__Records provided__.

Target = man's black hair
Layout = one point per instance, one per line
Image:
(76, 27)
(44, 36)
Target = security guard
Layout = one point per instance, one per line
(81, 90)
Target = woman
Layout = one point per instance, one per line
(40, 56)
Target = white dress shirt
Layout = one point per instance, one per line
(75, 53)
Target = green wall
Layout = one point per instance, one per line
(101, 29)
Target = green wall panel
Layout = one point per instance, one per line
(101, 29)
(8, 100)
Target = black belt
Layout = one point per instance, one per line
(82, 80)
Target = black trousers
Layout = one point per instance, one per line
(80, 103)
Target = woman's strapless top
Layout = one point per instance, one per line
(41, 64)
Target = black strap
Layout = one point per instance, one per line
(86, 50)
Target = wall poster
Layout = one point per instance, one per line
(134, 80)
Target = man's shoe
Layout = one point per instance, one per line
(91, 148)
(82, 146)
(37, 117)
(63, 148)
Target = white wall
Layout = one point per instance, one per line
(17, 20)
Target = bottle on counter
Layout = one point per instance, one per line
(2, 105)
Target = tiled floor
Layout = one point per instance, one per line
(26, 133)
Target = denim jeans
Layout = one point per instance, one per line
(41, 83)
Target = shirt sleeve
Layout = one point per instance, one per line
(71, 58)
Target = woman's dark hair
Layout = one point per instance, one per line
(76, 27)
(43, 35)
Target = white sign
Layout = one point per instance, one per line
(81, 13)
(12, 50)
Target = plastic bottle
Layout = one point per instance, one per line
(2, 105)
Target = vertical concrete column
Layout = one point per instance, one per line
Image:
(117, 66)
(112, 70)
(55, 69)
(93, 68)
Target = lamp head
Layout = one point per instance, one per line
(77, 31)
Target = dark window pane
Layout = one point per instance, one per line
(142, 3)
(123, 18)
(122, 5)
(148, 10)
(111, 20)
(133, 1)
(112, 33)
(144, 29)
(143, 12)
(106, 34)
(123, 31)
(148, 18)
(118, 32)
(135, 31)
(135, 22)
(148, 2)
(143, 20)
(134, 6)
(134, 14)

__Problem requirements__.
Copy out the part of the listing that begins with the line containing "Target = security guard" and runs through the end of the listing, keeping every line identical and including both ends.

__Task result__.
Target = security guard
Layout = one point per instance, one per line
(81, 90)
Target = woman
Layout = one point per instance, one per line
(40, 56)
Target = white dress shirt
Layout = one point per instance, one per line
(75, 53)
Target = green wall
Layout = one point per instance, one per line
(101, 29)
Target = green wall panel
Layout = one point per instance, one per line
(101, 29)
(8, 100)
Target = black belt
Layout = one point per instance, one per line
(82, 80)
Target = black trousers
Layout = one point per instance, one per line
(80, 103)
Target = woman's strapless top
Layout = one point per instance, one per line
(41, 64)
Target = black strap
Layout = one point per instance, one per line
(86, 50)
Target = wall poster
Layout = one point per instance, one per line
(134, 80)
Target = man's shoe
Layout = one point per instance, one per line
(91, 148)
(82, 146)
(37, 117)
(63, 148)
Target = white wall
Layout = one point per instance, one per line
(17, 20)
Target = bottle on counter
Layout = one point per instance, one per line
(2, 105)
Target = tiled floor
Layout = one point per instance, one per line
(26, 133)
Target = denim jeans
Layout = one point per instance, one per line
(41, 83)
Target = shirt sleeve
Layout = one point per instance, one per line
(71, 58)
Target = woman's dark hair
Layout = one point per instance, one per line
(76, 27)
(43, 35)
Target = white sign
Layout = one point per instance, one per line
(81, 13)
(12, 50)
Target = plastic bottle
Layout = one point per instance, one per line
(2, 105)
Target = vertical concrete column
Layout = one point per instance, one per line
Image:
(117, 66)
(112, 70)
(55, 69)
(93, 68)
Target = lamp head
Layout = one point per instance, one per line
(77, 31)
Target = dark window pane
Layout = one point per instance, one per line
(142, 3)
(123, 18)
(122, 5)
(148, 10)
(111, 20)
(133, 1)
(112, 33)
(144, 29)
(143, 12)
(106, 34)
(123, 31)
(148, 18)
(118, 32)
(135, 31)
(135, 22)
(148, 2)
(143, 20)
(134, 6)
(134, 14)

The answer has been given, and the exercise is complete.